- _TEXTE ÉTUDIÉ_
►

Gilles Barone-Rochette, département de cardiologie,

CHU de Grenoble GBarone@chu-grenoble.f

 

L’âge moyen des patients présentant un infarctus augmente régulièrement depuis plusieurs années et il n’est plus rare d’avoir à prendre en charge des patients de plus de 90 ans dans nos unités. Si nous manquons de preuve factuelle chez les patients de plus de 80 ans qui sont sous- représentés dans les essais cliniques, ceci est encore plus vrai pour les âges extrêmes de plus de 90 ans. Alors jusqu’où devons-nous aller ? Nous allons voir dans cet article que la prise de décision clinique dans ce contexte nécessite une évaluation au-delà de l’approche cardiologique traditionnelle.

Un nouveau paradigme pour la gestion des patients très âgés atteints d’infarctus est justifié, dans lequel les notions gériatriques notamment de fragilité et d’autonomie, traditionnellement ignorées par les cardiologues doivent être envisagées. Nous devons pourtant investir cette question car l’OMS prévoit une augmentation de 120 à 137% de la morbi-mortalité cardiovasculaire d’ici 20 ans en raison du vieillissement de la population. Or, les preuves factuelles pour une gestion optimale de ces patients sont beaucoup plus faibles que chez les patients plus jeunes car nous manquons d’essais randomisés construits spécifiques pour les âges extrêmes. On peut cependant dégager quelques éléments qui sont repris dans les recommandations. Les patients très âgés présentent une maladie coronaire plus sévère, ils sont exposés à plus de complications lors des procédures interventionnelles, la voie radiale et l’utilisation des stents actifs sont recommandées et les doses des médicaments doivent être adaptées notamment à la fonction rénale 1, 2.

◄

- _EXTRAITS DE DONNÉES_
►

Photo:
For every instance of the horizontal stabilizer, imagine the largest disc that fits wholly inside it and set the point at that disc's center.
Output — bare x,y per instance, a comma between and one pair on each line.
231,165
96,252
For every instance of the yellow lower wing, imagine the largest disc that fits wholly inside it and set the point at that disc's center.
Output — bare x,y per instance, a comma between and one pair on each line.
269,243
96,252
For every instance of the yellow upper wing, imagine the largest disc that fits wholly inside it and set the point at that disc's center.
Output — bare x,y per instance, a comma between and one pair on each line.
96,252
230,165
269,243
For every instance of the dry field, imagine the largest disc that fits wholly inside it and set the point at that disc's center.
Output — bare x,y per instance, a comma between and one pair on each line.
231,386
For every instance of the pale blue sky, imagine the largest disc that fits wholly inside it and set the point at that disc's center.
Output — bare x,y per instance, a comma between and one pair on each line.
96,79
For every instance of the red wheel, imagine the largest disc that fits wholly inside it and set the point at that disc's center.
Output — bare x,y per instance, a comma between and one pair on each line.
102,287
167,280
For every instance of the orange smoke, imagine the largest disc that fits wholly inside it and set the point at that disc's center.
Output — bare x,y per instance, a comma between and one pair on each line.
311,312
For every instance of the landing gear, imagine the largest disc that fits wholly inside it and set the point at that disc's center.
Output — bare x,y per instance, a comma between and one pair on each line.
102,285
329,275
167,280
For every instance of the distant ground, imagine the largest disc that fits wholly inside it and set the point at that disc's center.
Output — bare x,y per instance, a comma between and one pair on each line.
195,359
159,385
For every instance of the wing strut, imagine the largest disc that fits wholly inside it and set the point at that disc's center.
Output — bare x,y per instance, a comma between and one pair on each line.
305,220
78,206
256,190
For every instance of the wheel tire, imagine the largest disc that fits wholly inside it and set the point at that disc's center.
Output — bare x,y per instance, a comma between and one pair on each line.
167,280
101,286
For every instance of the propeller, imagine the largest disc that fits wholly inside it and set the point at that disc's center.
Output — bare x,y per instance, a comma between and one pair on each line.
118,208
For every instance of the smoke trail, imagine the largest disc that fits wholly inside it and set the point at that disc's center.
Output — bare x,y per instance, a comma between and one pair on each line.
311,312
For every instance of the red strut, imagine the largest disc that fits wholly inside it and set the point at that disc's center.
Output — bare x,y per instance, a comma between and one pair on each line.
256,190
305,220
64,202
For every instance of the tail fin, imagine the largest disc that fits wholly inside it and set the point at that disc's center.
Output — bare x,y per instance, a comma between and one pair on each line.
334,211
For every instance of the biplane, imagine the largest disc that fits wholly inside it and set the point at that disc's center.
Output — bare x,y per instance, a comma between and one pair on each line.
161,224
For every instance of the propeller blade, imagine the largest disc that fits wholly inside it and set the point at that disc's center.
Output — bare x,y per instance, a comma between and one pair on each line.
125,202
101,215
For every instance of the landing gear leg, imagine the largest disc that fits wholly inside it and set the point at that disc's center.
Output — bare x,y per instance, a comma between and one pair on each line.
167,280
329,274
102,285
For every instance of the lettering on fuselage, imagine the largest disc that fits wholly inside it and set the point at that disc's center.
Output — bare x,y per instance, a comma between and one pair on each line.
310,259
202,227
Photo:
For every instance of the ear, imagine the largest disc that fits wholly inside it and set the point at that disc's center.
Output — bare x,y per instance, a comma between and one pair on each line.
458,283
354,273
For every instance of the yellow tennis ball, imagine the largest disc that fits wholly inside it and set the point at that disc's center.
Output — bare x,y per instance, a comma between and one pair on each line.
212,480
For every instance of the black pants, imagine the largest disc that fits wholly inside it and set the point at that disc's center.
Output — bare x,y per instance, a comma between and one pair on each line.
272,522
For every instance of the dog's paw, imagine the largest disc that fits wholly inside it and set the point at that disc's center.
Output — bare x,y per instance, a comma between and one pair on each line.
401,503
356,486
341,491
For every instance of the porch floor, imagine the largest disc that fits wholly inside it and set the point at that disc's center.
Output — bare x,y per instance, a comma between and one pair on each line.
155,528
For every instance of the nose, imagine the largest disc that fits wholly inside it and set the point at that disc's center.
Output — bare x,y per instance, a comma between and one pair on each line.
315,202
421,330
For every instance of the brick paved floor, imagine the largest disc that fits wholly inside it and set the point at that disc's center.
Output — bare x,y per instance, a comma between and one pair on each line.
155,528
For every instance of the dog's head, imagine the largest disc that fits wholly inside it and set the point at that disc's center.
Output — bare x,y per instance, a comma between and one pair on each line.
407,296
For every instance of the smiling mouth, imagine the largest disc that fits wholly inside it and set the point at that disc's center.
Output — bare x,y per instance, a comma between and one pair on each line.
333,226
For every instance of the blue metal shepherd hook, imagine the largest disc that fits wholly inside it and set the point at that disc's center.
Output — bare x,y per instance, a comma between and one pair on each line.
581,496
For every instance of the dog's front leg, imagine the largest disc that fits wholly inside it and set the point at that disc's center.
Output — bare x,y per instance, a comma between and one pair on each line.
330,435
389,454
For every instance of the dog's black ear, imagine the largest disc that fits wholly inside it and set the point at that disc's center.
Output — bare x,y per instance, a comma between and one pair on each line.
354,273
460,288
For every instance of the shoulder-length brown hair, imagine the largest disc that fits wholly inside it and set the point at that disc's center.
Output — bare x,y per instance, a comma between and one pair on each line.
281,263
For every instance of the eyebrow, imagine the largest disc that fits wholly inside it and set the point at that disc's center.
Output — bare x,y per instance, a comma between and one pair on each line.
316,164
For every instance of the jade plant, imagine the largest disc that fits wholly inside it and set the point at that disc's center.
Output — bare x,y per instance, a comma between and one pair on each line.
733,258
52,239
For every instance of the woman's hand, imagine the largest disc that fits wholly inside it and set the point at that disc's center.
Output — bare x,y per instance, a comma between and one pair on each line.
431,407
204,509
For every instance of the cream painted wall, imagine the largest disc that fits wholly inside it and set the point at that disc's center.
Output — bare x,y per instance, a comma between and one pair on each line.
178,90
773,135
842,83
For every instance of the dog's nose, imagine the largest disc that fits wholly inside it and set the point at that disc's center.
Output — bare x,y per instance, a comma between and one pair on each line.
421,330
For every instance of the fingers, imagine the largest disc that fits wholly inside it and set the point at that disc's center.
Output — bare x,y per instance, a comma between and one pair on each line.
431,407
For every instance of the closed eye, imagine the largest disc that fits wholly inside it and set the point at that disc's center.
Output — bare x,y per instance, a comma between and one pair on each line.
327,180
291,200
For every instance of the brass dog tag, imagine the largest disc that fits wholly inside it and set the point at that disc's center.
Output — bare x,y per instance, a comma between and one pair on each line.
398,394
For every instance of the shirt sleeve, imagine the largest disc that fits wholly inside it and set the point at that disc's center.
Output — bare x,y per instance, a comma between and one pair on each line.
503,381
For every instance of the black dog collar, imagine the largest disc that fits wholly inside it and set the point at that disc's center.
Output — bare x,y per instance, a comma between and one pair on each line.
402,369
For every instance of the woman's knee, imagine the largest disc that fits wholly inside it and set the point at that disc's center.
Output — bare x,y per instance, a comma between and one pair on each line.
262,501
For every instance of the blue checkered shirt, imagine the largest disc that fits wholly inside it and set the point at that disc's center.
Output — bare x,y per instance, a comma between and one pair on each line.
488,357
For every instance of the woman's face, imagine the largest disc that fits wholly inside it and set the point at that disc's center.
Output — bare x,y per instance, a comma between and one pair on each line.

◄

- _CONSIGNE 1_
Recopiez mot pour mot le passage de l'article sur l'infarctus chez le patient très âgé qui s'ouvre sur les mots contenant "L’âge moyen des" et se termine par "l’approche cardiologique traditionnelle.".
- _CONSIGNE 2_
Répondez brièvement à partir de l'article sur l'infarctus chez le patient très âgé.
(a) Au-delà de quel âge les patients sont-ils sous-représentés dans les essais cliniques ?
(b) Quelle augmentation de la morbi-mortalité cardiovasculaire l'OMS prévoit-elle d'ici 20 ans ?
(c) À quoi les doses des médicaments doivent-elles être adaptées notamment ?
Le matériel ci-dessus provient d'une autre source que le texte.

- _RÉPONSE ATTENDUE 1_
L’âge moyen des patients présentant un infarctus augmente régulièrement depuis plusieurs années et il n’est plus rare d’avoir à prendre en charge des patients de plus de 90 ans dans nos unités. Si nous manquons de preuve factuelle chez les patients de plus de 80 ans qui sont sous- représentés dans les essais cliniques, ceci est encore plus vrai pour les âges extrêmes de plus de 90 ans. Alors jusqu’où devons-nous aller ? Nous allons voir dans cet article que la prise de décision clinique dans ce contexte nécessite une évaluation au-delà de l’approche cardiologique traditionnelle.

- _RÉPONSE ATTENDUE 2_
(a) Au-delà de 80 ans.
(b) Une augmentation de 120 à 137 %.
(c) À la fonction rénale.